### TASK STATEMENT
Exclude all pictures from your copy of the data below, which should otherwise match exactly.

Point localization data
________________________

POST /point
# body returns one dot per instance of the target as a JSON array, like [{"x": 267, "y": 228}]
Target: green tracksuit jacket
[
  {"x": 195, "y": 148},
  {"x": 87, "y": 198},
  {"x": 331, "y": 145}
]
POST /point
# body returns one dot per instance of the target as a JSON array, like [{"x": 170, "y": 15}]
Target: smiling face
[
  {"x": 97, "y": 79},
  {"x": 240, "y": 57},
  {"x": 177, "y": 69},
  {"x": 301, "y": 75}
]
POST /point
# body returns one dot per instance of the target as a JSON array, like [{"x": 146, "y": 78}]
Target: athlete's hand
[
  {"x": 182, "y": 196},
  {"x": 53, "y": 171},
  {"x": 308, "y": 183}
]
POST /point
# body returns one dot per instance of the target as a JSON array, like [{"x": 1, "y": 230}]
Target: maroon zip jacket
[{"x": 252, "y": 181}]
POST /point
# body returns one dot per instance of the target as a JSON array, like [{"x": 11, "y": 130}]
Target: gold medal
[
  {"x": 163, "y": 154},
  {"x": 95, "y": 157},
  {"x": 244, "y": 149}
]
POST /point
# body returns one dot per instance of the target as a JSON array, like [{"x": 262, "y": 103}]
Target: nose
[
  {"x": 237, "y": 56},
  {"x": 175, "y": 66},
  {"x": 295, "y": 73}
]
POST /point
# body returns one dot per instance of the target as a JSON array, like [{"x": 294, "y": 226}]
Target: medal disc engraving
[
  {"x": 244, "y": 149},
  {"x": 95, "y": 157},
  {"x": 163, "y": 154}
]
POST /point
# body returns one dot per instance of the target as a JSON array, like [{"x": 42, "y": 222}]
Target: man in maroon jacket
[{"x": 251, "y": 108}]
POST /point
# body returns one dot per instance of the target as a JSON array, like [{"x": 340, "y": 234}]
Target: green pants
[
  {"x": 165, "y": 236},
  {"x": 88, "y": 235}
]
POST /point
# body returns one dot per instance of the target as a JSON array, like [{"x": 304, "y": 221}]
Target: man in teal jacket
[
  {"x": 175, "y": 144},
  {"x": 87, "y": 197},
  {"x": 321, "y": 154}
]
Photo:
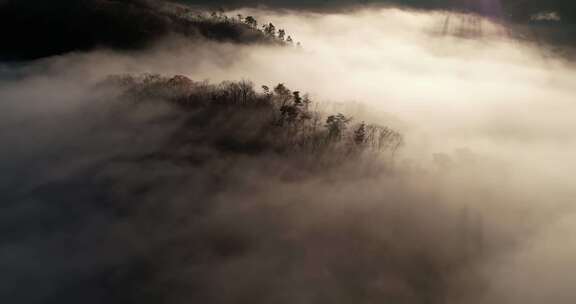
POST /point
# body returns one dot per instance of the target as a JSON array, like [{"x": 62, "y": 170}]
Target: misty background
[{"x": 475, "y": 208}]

________________________

### RESPONSE BOX
POST /point
# body returns one dot per instance of the target as a JSON array, like [{"x": 267, "y": 228}]
Target: green tracksuit jacket
[
  {"x": 195, "y": 148},
  {"x": 87, "y": 198},
  {"x": 331, "y": 145}
]
POST /point
# body returns one dot per instance of the target as a JSON array, like [{"x": 170, "y": 15}]
Target: smiling face
[
  {"x": 97, "y": 79},
  {"x": 240, "y": 57},
  {"x": 177, "y": 69},
  {"x": 301, "y": 75}
]
POST /point
# body returns one dot per instance of the target as a JSON array, like [{"x": 146, "y": 78}]
Target: athlete's hand
[
  {"x": 182, "y": 196},
  {"x": 53, "y": 171},
  {"x": 308, "y": 183}
]
POST /point
# body returns one dot per instance of the target as a JSON array, like [{"x": 1, "y": 230}]
Target: maroon zip jacket
[{"x": 252, "y": 181}]
POST /point
# body returns one dot per instance of the target as a JSON array, like [{"x": 11, "y": 130}]
Target: gold medal
[
  {"x": 163, "y": 154},
  {"x": 95, "y": 157},
  {"x": 244, "y": 149}
]
POST /point
# body returns one dot per instance of the target as a JSON array, like [{"x": 262, "y": 103}]
Target: nose
[
  {"x": 237, "y": 56},
  {"x": 175, "y": 66},
  {"x": 295, "y": 73}
]
POST /point
# body returns one dot per instance of the target as a JSON array, like [{"x": 294, "y": 226}]
Target: medal disc engraving
[
  {"x": 244, "y": 149},
  {"x": 95, "y": 157},
  {"x": 163, "y": 154}
]
POST /point
# body returns one dot per instance of the target as a JSON array, like [{"x": 42, "y": 222}]
Target: man in maroon jacket
[{"x": 251, "y": 108}]
POST /point
# body returns one dot per instance of the target as a JSON array, like [{"x": 340, "y": 234}]
Target: green pants
[
  {"x": 165, "y": 236},
  {"x": 88, "y": 235}
]
POST /point
# body returns one dot per instance of the target as a JSON array, like [{"x": 304, "y": 221}]
Target: man in teal jacket
[
  {"x": 175, "y": 144},
  {"x": 87, "y": 197},
  {"x": 321, "y": 154}
]
Photo:
POST /point
# body returns one dot per instance of the target as a JSON array, like [{"x": 62, "y": 170}]
Target: misty background
[{"x": 475, "y": 208}]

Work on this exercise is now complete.